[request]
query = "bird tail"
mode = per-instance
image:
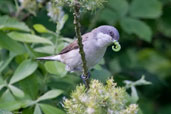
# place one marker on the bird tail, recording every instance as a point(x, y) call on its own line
point(50, 58)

———

• Given request
Rewrite the material with every "bird tail" changed to "tail feathers" and everything else left as it is, and omit the pictures from your answer.

• Response for this exercise
[request]
query = "tail feathers"
mode = per-instance
image:
# place one marker on the tail feathers, recording every instance as a point(x, y) call on its own line
point(50, 58)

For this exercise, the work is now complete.